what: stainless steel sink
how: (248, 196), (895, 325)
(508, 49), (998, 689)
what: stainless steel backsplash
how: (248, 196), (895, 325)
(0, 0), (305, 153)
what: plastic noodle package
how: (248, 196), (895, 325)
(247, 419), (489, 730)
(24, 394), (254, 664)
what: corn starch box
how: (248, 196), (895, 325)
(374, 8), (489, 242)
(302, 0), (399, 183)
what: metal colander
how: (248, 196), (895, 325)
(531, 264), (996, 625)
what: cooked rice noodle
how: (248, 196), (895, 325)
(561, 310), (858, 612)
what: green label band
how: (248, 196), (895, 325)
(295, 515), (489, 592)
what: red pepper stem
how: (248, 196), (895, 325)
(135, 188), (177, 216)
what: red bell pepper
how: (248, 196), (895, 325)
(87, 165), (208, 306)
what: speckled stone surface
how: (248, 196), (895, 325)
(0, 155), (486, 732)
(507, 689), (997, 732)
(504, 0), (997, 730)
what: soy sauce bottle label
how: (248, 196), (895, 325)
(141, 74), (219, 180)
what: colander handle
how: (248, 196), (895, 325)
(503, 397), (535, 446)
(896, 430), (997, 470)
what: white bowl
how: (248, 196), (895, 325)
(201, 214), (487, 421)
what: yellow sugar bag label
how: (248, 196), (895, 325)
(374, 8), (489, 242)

**THE EXERCISE:** Can you extract every one of the lines above, from the first to the last, and reproduce each one word for word?

**REPLY:**
what: stainless steel sink
how: (248, 196), (895, 325)
(508, 49), (998, 689)
what: stainless steel backsplash
how: (248, 196), (895, 325)
(0, 0), (305, 153)
what: plastic noodle package
how: (248, 196), (895, 325)
(247, 419), (489, 730)
(24, 394), (254, 664)
what: corn starch box
how: (248, 196), (895, 325)
(374, 8), (489, 242)
(302, 0), (399, 183)
what: metal colander
how: (248, 196), (895, 325)
(531, 264), (996, 625)
what: cooked rice noodle
how: (248, 196), (895, 325)
(561, 310), (858, 612)
what: green label band
how: (248, 196), (895, 325)
(295, 515), (489, 592)
what: red pepper stem
how: (248, 196), (895, 325)
(135, 188), (177, 216)
what: red bell pepper
how: (248, 196), (895, 325)
(87, 165), (208, 306)
what: speckled stone surface
how: (248, 196), (895, 325)
(0, 155), (486, 732)
(507, 689), (997, 732)
(504, 0), (997, 730)
what: soy sauce bottle label
how: (248, 196), (895, 325)
(141, 74), (219, 180)
what: colander handle
how: (248, 196), (895, 325)
(503, 397), (535, 446)
(896, 430), (997, 470)
what: white bowl
how: (248, 196), (895, 325)
(201, 214), (487, 421)
what: yellow sugar bag label
how: (248, 196), (895, 325)
(374, 8), (489, 242)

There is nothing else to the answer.